## Article

--

It can be an odd experience listening to new record releases in 2021. You hear albums that are made by very young musicians that quite deliberately choose a quite specific point of time in Rock and Roll history as the base for everything they wish to express musically and emotionally. This can lead to a quite disconcerting journey for the listener, who is not really sure whether they should be in 2021, 1981, 1971, or wherever.
This kind of Stars in Their Eyes time travel approach was probably kicked off by The Strokes 2001 debut Is This It more than any other record. Hey, it was a new century? But why bother to address the new when we had so much glorious past to reve in? Hey I'm not complaining. I'm as nostalgic as the next guy and I'm certainly deeply interested in memory. Check out the byline at the top of the page. But it does make me sometimes wonder where exactly we are heading, given that we seem to spend so much of our time looking back over our shouder. Rememeber what happened to Lot's wife.
The latest guest to join this feast on all our yesterda's are California duo Winds. Tonight for your delight and delectation on their debut album Look at the Sky they will attempt to recreate the moment that 1967 became 1968 on that very West Coast. Far out man! Very far out!
Winds, like all proper musical trainspotters do not go for the usual suspects. They will not remind you remotely of main stage headliners The Doors, Jefferson Airplane, The Byrds of Buffalo Springfield. Instead they take their lead from the more obscure delights of these times. Spirit, Tim Buckley, It's a Beautiful Day, and The Youngbloods. But they keep moving around from track to track and this makes the records by turn frustrating and rather intriguing at one and the same time.

--

## Extracted data

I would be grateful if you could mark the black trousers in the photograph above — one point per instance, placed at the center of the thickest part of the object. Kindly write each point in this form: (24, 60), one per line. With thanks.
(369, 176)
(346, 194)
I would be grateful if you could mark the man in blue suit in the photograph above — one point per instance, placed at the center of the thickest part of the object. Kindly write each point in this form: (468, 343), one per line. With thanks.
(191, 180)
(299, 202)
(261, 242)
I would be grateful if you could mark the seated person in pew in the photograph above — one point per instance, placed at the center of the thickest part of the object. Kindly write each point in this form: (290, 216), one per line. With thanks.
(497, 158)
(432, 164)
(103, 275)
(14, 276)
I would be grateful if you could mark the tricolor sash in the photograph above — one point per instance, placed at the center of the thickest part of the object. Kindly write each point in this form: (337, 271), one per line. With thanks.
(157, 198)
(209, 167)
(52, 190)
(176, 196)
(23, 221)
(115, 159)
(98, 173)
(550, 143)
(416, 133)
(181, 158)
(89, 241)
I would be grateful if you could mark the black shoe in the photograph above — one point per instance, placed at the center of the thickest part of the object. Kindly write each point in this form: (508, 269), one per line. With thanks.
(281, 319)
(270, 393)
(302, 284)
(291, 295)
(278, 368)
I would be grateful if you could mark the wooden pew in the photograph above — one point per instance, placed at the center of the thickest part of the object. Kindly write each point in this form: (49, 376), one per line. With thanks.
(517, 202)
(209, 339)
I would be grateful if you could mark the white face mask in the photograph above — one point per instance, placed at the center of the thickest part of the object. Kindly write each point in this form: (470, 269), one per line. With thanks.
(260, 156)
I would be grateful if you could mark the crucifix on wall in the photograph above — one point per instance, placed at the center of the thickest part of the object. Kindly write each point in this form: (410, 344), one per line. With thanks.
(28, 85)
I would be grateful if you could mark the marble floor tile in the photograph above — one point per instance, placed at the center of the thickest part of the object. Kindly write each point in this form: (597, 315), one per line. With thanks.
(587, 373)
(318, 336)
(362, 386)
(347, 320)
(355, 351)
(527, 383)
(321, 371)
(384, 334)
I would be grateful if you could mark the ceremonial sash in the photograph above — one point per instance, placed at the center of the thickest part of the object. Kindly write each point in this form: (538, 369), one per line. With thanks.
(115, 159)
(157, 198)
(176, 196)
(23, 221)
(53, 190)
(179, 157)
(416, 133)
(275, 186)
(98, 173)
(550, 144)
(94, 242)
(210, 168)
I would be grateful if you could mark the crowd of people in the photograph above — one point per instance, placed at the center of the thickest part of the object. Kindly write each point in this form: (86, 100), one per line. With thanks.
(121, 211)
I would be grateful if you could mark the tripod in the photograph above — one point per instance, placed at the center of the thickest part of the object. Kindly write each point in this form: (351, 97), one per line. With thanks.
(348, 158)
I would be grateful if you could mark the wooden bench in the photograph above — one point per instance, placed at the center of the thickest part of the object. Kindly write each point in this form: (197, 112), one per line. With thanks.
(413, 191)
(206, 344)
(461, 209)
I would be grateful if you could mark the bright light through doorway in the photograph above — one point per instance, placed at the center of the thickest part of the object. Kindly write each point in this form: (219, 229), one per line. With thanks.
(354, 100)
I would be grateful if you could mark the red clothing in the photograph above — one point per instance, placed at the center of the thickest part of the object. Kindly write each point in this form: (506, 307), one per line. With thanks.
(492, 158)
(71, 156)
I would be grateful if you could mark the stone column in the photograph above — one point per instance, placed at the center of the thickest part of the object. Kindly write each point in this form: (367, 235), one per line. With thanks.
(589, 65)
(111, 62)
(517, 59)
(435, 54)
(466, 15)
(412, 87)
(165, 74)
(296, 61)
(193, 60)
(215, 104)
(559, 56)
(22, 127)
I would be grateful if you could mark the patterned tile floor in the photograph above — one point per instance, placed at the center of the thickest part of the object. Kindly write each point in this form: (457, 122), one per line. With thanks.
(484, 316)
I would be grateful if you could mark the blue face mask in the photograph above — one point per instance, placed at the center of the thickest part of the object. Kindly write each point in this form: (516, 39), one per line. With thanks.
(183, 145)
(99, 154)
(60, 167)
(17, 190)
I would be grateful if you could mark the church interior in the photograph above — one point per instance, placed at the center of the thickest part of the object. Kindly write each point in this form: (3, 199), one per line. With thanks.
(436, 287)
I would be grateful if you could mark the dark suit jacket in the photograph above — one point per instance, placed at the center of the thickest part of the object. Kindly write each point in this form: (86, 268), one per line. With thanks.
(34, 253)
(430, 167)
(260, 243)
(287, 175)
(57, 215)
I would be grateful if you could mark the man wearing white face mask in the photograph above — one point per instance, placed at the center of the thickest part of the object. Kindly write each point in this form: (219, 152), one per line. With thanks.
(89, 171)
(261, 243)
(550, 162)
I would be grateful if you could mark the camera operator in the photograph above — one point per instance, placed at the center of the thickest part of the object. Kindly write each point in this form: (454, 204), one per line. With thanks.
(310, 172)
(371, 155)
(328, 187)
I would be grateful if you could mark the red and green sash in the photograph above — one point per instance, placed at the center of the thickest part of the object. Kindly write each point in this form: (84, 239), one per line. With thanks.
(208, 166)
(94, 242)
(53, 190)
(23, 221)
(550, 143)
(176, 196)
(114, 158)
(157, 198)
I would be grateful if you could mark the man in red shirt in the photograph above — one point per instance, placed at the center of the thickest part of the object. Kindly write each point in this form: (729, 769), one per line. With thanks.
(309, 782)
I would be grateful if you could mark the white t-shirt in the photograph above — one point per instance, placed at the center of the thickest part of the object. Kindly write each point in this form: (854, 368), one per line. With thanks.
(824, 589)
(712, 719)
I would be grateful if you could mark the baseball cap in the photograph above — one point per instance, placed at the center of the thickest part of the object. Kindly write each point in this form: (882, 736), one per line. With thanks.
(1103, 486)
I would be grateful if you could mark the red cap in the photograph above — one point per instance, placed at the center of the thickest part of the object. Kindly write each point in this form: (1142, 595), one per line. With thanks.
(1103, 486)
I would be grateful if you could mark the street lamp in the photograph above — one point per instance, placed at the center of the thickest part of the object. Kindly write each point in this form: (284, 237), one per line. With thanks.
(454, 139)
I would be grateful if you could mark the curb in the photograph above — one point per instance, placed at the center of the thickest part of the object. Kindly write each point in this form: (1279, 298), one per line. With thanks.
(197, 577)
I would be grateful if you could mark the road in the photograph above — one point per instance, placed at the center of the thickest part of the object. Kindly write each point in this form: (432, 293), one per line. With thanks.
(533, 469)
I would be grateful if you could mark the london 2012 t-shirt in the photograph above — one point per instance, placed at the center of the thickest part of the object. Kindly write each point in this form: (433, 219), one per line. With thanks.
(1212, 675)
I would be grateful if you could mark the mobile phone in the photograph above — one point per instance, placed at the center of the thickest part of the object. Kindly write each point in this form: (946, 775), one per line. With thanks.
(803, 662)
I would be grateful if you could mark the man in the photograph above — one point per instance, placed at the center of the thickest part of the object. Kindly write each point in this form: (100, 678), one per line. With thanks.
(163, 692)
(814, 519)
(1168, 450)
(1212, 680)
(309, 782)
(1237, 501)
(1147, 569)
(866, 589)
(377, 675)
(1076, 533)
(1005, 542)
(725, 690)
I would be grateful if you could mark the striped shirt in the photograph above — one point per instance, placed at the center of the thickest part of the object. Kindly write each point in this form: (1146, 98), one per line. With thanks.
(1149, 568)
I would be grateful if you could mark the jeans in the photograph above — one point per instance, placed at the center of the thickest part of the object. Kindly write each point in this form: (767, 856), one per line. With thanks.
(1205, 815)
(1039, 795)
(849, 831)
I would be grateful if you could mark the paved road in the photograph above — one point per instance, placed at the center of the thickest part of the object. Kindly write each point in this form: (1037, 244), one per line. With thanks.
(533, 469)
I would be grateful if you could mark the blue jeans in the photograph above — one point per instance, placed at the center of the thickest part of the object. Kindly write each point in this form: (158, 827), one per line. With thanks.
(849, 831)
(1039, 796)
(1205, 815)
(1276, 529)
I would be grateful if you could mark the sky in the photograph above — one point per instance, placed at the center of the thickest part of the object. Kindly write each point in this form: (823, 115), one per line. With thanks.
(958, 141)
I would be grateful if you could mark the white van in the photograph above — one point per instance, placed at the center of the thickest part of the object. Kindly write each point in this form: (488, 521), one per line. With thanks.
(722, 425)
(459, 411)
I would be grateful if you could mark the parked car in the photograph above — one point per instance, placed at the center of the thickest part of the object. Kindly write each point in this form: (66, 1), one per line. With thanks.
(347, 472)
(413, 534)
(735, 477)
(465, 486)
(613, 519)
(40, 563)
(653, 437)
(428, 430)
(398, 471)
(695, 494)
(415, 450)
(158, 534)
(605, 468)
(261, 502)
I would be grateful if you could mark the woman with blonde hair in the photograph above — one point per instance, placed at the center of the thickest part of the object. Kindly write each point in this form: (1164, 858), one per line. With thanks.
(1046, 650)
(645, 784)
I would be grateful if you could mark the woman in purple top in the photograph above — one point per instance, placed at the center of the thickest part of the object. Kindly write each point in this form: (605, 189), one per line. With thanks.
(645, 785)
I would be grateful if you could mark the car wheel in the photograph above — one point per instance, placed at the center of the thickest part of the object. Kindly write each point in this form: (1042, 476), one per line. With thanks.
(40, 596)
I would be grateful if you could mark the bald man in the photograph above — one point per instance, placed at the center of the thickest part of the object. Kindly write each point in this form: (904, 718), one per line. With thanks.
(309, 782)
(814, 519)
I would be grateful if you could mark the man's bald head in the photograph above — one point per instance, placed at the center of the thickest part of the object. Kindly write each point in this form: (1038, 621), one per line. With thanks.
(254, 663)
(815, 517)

--

## Given request 1
Revise the stretch of the album review from "The latest guest" through "the same time.", giving it again with "Winds" changed to "Tempests".
## Given request 2
In the records, arrange the stretch from the line that contains "I would be grateful if you could mark the street" through the line that contains "(1149, 568)", both included, as a JSON list of strings with one string per line and blank lines left out.

## Correct answer 1
The latest guest to join this feast on all our yesterda's are California duo Tempests. Tonight for your delight and delectation on their debut album Look at the Sky they will attempt to recreate the moment that 1967 became 1968 on that very West Coast. Far out man! Very far out!
Tempests, like all proper musical trainspotters do not go for the usual suspects. They will not remind you remotely of main stage headliners The Doors, Jefferson Airplane, The Byrds of Buffalo Springfield. Instead they take their lead from the more obscure delights of these times. Spirit, Tim Buckley, It's a Beautiful Day, and The Youngbloods. But they keep moving around from track to track and this makes the records by turn frustrating and rather intriguing at one and the same time.

## Correct answer 2
[
  "I would be grateful if you could mark the street lamp in the photograph above — one point per instance, placed at the center of the thickest part of the object. Kindly write each point in this form: (284, 237), one per line. With thanks.",
  "(454, 139)",
  "I would be grateful if you could mark the curb in the photograph above — one point per instance, placed at the center of the thickest part of the object. Kindly write each point in this form: (1279, 298), one per line. With thanks.",
  "(197, 577)",
  "I would be grateful if you could mark the road in the photograph above — one point per instance, placed at the center of the thickest part of the object. Kindly write each point in this form: (432, 293), one per line. With thanks.",
  "(533, 469)",
  "I would be grateful if you could mark the london 2012 t-shirt in the photograph above — one point per instance, placed at the center of the thickest part of the object. Kindly write each point in this form: (433, 219), one per line. With thanks.",
  "(1212, 675)",
  "I would be grateful if you could mark the mobile phone in the photograph above — one point per instance, placed at the center of the thickest part of the object. Kindly write each point in this form: (946, 775), one per line. With thanks.",
  "(803, 662)",
  "I would be grateful if you could mark the man in the photograph above — one point per instance, placed at the center of the thickest part of the object. Kindly write each point in this form: (100, 678), one per line. With thanks.",
  "(163, 692)",
  "(814, 519)",
  "(1168, 450)",
  "(1212, 680)",
  "(309, 782)",
  "(1237, 501)",
  "(1147, 569)",
  "(866, 589)",
  "(377, 675)",
  "(1076, 533)",
  "(1005, 542)",
  "(725, 690)",
  "I would be grateful if you could mark the striped shirt in the photograph above — one point per instance, placed at the center of the thickest part of the object. Kindly write each point in this form: (1146, 98), one per line. With thanks.",
  "(1149, 568)"
]